EXERCISE DESCRIPTION –
Every line below between the one holding "Where can you spot the tiled" and the one holding "Where can you spot the water", inclusive, should be copied exactly, and no other line.

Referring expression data
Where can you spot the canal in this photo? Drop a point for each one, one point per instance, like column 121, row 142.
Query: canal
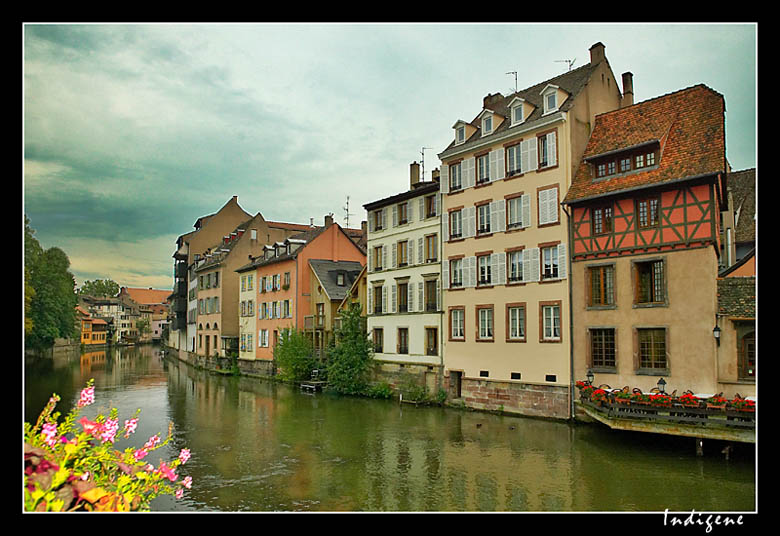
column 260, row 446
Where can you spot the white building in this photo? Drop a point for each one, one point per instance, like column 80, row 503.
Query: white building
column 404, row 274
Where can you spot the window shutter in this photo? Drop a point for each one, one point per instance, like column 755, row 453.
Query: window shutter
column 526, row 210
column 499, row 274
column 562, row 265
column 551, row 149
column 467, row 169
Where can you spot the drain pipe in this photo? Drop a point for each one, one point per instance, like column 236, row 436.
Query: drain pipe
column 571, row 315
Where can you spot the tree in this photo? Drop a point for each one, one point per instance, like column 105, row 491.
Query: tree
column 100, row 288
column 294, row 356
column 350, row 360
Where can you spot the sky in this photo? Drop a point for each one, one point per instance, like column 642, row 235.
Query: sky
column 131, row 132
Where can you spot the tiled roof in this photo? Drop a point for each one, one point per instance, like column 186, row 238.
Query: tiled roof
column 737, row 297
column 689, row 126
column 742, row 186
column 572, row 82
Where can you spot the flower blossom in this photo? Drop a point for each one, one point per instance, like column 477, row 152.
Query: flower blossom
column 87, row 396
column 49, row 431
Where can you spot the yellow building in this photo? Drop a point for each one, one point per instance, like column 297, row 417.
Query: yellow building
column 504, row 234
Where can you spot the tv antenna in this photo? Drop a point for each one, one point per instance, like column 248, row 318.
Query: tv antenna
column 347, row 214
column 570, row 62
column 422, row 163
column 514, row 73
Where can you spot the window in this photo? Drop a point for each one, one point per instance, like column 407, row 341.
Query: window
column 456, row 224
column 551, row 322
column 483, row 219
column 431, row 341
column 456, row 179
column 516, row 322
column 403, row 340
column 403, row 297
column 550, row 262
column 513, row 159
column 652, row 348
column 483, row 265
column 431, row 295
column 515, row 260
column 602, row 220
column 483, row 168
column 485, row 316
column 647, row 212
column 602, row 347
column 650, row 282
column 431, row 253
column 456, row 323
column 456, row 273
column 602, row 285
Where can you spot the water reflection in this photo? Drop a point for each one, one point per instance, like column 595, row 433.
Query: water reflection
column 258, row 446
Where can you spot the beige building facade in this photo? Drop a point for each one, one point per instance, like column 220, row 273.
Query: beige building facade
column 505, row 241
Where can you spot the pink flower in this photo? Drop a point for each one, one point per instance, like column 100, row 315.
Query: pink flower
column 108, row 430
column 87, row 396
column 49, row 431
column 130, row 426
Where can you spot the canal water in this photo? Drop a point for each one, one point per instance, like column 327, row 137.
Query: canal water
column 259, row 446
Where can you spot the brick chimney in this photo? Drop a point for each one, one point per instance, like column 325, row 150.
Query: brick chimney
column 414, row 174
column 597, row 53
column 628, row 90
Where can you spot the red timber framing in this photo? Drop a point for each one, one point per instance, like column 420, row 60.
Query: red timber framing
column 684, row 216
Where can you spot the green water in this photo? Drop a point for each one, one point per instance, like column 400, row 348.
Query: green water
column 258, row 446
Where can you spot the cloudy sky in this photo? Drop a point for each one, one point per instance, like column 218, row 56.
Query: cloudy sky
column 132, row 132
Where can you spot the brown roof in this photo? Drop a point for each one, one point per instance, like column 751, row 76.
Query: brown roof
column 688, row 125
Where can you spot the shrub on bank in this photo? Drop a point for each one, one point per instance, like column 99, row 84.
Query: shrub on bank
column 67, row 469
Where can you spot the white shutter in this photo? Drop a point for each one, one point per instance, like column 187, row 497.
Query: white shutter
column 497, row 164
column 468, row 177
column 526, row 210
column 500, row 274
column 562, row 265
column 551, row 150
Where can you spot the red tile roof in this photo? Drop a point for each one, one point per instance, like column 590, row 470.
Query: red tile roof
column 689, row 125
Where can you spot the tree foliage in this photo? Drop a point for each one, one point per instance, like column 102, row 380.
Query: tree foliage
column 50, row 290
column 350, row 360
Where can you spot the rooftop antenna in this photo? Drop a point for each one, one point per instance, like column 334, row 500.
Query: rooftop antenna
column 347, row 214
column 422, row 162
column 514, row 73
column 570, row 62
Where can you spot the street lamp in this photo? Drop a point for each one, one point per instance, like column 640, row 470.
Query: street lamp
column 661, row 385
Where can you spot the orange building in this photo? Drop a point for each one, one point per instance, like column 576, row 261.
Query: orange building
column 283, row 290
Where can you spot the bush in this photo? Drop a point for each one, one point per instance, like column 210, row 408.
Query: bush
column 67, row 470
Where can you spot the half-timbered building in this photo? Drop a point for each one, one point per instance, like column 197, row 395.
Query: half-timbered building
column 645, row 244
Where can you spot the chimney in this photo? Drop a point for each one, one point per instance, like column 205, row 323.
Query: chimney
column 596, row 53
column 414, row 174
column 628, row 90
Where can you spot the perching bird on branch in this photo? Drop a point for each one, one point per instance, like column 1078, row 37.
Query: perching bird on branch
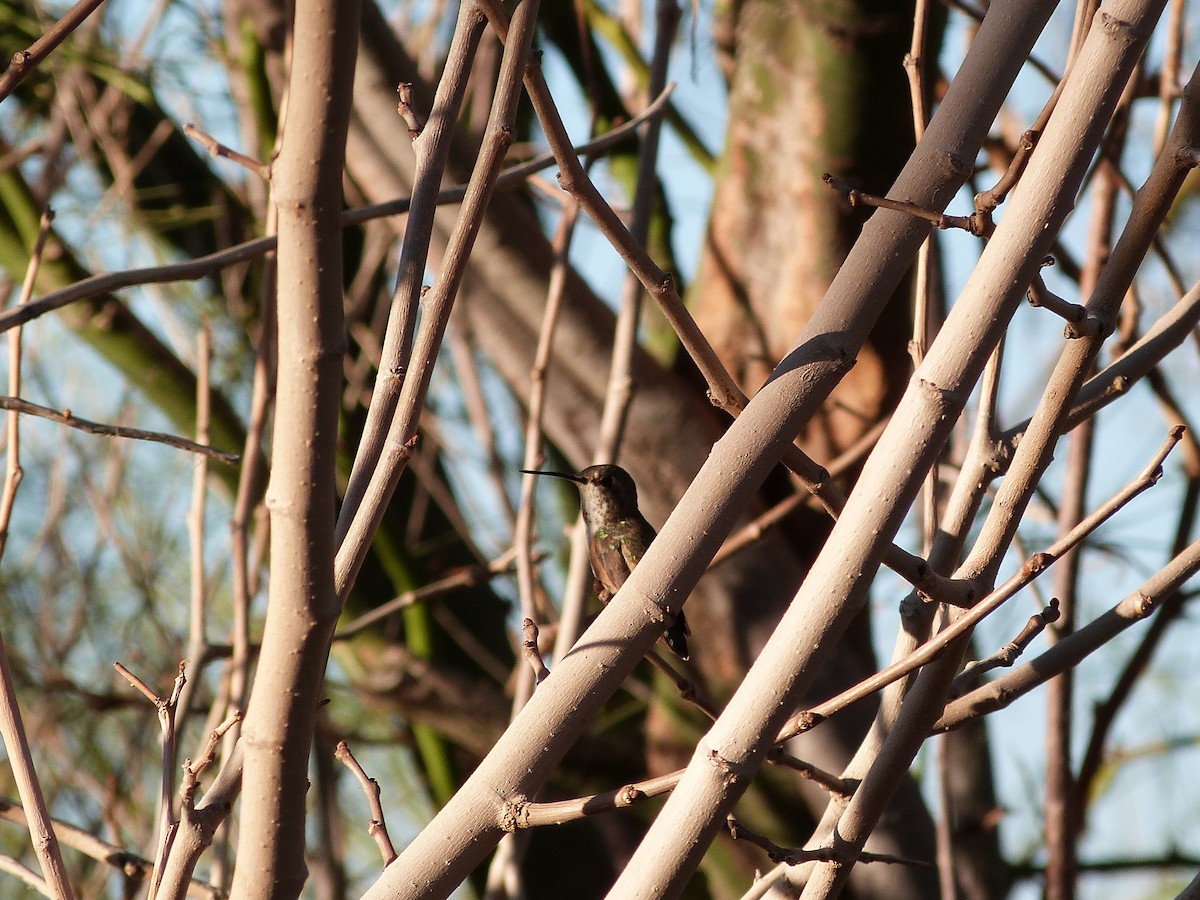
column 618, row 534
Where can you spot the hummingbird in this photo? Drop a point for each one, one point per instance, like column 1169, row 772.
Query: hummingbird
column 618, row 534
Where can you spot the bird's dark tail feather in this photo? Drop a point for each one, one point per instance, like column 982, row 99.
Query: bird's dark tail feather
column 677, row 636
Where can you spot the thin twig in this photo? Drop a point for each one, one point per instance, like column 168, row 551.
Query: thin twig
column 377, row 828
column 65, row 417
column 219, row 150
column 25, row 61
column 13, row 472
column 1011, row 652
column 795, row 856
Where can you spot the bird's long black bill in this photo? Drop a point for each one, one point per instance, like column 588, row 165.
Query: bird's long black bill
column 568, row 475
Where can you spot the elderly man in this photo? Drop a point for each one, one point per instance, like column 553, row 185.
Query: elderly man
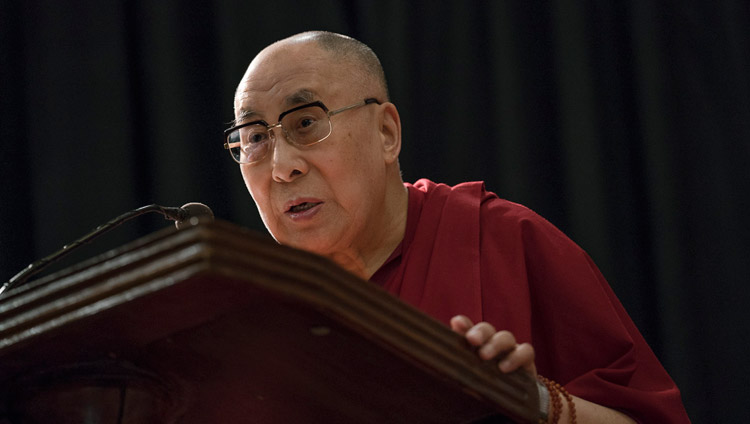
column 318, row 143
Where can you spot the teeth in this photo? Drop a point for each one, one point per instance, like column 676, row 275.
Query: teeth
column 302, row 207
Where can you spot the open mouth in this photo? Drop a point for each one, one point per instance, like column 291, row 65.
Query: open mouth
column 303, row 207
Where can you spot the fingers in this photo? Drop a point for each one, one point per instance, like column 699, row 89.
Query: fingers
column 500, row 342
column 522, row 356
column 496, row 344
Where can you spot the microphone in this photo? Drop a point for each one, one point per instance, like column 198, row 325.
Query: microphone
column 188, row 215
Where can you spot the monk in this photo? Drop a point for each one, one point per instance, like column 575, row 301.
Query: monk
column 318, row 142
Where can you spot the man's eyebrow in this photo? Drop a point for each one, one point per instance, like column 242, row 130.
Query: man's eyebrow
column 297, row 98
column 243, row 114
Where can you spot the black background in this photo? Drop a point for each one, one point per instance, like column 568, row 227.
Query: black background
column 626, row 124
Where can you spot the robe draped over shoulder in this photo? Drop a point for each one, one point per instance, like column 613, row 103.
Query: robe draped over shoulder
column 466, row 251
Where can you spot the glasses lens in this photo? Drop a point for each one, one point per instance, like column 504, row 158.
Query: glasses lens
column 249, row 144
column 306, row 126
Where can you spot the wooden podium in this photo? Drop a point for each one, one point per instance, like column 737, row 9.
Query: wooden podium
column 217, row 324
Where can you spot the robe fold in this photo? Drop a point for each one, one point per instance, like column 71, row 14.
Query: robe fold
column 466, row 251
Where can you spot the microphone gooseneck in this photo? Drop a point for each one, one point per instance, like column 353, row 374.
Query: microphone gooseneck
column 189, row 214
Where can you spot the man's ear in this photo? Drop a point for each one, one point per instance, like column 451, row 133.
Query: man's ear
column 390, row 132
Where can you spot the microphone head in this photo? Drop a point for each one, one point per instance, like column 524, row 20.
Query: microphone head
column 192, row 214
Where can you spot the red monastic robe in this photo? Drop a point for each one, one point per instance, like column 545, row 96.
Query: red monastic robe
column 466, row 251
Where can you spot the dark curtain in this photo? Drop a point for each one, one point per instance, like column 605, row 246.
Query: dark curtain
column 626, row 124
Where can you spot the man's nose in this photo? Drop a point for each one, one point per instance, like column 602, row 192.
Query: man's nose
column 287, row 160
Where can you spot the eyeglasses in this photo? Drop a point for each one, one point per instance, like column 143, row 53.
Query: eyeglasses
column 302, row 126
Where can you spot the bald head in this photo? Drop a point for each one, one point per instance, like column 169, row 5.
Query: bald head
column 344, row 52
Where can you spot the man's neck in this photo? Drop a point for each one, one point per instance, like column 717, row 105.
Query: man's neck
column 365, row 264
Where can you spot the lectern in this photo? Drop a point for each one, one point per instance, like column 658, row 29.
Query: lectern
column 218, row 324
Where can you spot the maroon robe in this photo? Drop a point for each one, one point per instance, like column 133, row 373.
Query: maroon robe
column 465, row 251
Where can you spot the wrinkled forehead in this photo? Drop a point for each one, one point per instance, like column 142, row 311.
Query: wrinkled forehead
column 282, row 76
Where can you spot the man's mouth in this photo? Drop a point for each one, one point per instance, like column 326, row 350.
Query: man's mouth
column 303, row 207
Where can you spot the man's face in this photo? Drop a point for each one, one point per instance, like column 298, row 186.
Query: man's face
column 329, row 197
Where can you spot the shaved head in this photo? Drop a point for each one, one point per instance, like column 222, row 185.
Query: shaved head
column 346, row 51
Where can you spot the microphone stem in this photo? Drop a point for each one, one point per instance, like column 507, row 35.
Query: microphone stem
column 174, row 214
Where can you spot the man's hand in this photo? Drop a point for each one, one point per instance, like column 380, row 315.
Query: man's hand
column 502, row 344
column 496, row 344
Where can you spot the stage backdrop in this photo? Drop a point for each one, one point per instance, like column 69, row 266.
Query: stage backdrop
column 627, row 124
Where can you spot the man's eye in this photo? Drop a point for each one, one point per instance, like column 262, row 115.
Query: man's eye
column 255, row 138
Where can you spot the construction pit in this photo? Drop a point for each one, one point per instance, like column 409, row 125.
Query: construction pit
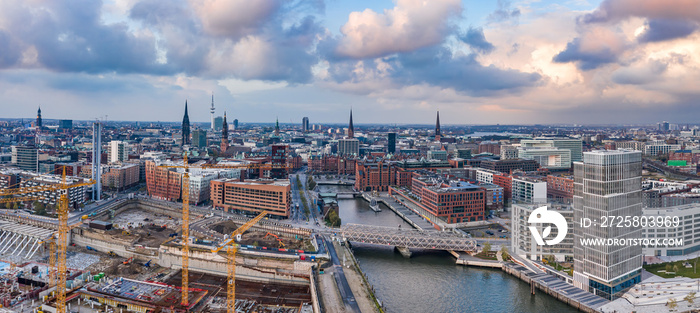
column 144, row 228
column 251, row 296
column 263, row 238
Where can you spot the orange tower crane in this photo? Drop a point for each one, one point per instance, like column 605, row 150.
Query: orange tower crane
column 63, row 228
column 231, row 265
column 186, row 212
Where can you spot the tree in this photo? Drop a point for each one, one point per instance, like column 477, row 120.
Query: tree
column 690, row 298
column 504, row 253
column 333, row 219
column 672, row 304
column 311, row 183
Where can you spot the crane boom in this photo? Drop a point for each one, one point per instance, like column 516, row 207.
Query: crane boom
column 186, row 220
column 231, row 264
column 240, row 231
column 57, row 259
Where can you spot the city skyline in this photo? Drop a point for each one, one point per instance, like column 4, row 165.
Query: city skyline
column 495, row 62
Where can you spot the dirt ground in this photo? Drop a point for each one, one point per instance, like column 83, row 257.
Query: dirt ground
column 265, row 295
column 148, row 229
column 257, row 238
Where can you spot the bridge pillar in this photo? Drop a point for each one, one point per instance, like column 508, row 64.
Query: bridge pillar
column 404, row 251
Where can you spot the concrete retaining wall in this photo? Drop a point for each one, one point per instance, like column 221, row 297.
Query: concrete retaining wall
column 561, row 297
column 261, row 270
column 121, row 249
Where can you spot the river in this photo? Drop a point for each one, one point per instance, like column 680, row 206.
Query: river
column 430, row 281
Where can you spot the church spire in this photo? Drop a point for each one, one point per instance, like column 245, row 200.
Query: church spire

YOUR RESPONSE –
Where can you spot the tiled roof in this photo? Drop a point for each one, one point per instance, like column 186, row 238.
Query: tiled roof
column 737, row 297
column 689, row 126
column 742, row 186
column 572, row 82
Where can you spot the flower blossom in this photo? Drop a point for each one, one point per instance, like column 477, row 152.
Query: flower blossom
column 87, row 396
column 49, row 431
Where can you spot the yellow building in this photo? Drop a point for each one, one point per instance, like column 297, row 417.
Query: yellow building
column 504, row 234
Where can you spot the tv antenna in this photo? Drop a point for each one, one point per instance, like column 248, row 318.
Query: tv antenna
column 347, row 214
column 570, row 62
column 422, row 163
column 514, row 73
Where can you spot the window in this photo? Drop a point for each one, one point per instance, like column 407, row 341.
Query: window
column 456, row 224
column 551, row 322
column 483, row 219
column 431, row 341
column 456, row 179
column 516, row 322
column 403, row 340
column 403, row 297
column 550, row 262
column 513, row 159
column 652, row 348
column 483, row 265
column 431, row 295
column 515, row 260
column 602, row 220
column 483, row 168
column 485, row 316
column 647, row 212
column 602, row 347
column 650, row 282
column 431, row 253
column 456, row 323
column 456, row 273
column 602, row 285
Where can you spot the water reflection in this photo? Drop a point for each one, one point per instance, like column 595, row 433.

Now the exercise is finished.